- _WHAT THE TASK ASKS_
Transcribe all of the following data verbatim, reproducing each line without alteration.
——————————
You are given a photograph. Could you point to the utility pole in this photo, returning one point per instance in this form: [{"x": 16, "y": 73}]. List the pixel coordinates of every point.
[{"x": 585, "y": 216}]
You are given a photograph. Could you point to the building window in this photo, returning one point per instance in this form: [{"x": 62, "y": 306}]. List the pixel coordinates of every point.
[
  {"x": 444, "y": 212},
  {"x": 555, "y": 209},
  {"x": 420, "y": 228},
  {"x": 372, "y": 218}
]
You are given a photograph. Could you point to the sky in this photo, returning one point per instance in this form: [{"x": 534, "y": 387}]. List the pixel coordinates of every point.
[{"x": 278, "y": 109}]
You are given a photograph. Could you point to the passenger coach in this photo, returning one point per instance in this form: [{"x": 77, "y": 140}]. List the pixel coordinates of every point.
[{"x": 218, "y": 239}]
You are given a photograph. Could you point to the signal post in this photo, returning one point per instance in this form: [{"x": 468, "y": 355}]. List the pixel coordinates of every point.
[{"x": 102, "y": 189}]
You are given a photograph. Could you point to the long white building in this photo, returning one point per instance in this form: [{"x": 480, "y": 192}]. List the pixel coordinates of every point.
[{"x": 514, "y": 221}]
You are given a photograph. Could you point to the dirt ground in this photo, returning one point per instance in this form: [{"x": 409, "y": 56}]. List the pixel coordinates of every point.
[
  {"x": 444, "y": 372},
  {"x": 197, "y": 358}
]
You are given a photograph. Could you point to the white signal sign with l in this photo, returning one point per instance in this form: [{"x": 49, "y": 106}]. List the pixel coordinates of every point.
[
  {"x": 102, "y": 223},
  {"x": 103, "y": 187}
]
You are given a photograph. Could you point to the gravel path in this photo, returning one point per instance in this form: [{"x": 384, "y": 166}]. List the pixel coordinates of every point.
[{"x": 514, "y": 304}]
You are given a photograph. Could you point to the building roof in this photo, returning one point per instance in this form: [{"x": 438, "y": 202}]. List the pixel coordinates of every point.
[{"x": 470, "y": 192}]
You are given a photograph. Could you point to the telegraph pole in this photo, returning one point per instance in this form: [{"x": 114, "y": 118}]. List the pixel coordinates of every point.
——————————
- _CORRECT OUTPUT_
You are given a photograph. Could you point to the utility pole in this photo, returning one point per instance in this form: [{"x": 16, "y": 73}]. List the pixel coordinates of every point.
[{"x": 585, "y": 216}]
You are given a photograph. Could you point to the building window in this photo, returning one point per instance in this form: [{"x": 62, "y": 306}]. List the pixel coordinates of every point.
[
  {"x": 444, "y": 212},
  {"x": 555, "y": 209},
  {"x": 420, "y": 228},
  {"x": 372, "y": 218}
]
You are given a photograph. Could you point to the sky in this photo, returning one point per instance in this form: [{"x": 534, "y": 387}]. List the pixel coordinates of every point.
[{"x": 278, "y": 109}]
You are given a photograph. Could you point to the passenger coach in this photo, returning one point per instance in this form: [{"x": 77, "y": 140}]. List the pixel coordinates of every point.
[{"x": 218, "y": 239}]
You are given a photograph. Could you point to the signal post in this photo, returning one point per instance in this form: [{"x": 468, "y": 355}]. List the pixel coordinates of every point.
[{"x": 102, "y": 189}]
You are given a photograph. Could you point to the long white building in this photo, returning one point per instance in this form: [{"x": 480, "y": 192}]. List the pixel coordinates of every point.
[{"x": 514, "y": 221}]
You are given a photograph. Could you point to the dirt ground in this photo, returning one point per instance in this form: [{"x": 409, "y": 56}]. List the pixel coordinates of every point.
[
  {"x": 444, "y": 372},
  {"x": 197, "y": 358}
]
You are given a photograph. Could you point to the white signal sign with l in this photo, returning one point per instance in this form: [{"x": 49, "y": 106}]. List the pixel coordinates of every point.
[
  {"x": 102, "y": 223},
  {"x": 103, "y": 187}
]
You are given a photograph. Could you point to the gravel path in this photo, returning one point per instance in this form: [{"x": 384, "y": 166}]. List the pixel coordinates of every point.
[{"x": 514, "y": 304}]
You are given a photograph. Could you point to the building roof in this photo, returning one point per instance in this form: [{"x": 438, "y": 202}]. List the pixel coordinates of every point.
[{"x": 470, "y": 192}]
You are given a photograph. Could you point to the telegraph pole in this photo, returning one point per instance in this form: [{"x": 114, "y": 118}]. List the pixel coordinates of every point.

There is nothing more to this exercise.